> **PROBLEM TO WORK ON**
Reproduce exactly the line containing "poppy wreaths before" and every line after it, through the last line of the records below; add nothing.

Records from a data collection
⟨
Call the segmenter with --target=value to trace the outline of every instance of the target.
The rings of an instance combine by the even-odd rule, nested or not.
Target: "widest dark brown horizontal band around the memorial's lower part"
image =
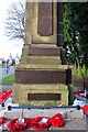
[[[20,69],[15,70],[16,84],[70,84],[68,69]]]

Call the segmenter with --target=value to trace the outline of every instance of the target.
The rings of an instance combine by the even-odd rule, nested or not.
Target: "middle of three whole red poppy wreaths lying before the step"
[[[36,117],[31,120],[31,127],[34,130],[48,130],[52,125],[52,123],[47,120],[45,123],[42,123],[41,121],[44,119],[44,117]]]

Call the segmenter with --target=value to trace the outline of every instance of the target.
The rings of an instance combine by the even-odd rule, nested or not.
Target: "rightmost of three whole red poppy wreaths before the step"
[[[52,127],[59,128],[65,124],[65,120],[61,113],[57,113],[54,117],[50,118],[48,121],[52,123]]]

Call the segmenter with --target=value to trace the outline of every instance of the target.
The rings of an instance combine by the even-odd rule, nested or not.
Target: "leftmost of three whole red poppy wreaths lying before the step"
[[[23,119],[24,121],[21,122],[19,119],[13,119],[9,122],[8,129],[11,131],[25,131],[31,128],[31,120],[28,118]]]

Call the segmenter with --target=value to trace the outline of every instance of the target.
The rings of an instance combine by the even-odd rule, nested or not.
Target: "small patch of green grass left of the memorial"
[[[3,77],[0,80],[0,85],[13,85],[14,84],[14,74]]]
⟩
> **EXPECTED ANSWER**
Target: "rightmost of three whole red poppy wreaths before the step"
[[[52,127],[59,128],[65,124],[65,120],[61,113],[57,113],[54,117],[50,118],[48,121],[52,123]]]

Call the segmenter with --target=value to trace the outline of every instance of the target.
The rings of an instance combine by the even-odd rule, nested or not.
Target: "leftmost of three whole red poppy wreaths lying before the step"
[[[23,119],[24,121],[21,122],[19,119],[13,119],[9,122],[8,129],[11,131],[25,131],[31,128],[31,120],[28,118]]]

Call the segmenter with --target=value to trace the outline of every instance of the target.
The rings of an instance combine by the even-odd rule, nested or not.
Target: "small patch of green grass left of the memorial"
[[[3,77],[0,80],[0,85],[13,85],[14,84],[14,74]]]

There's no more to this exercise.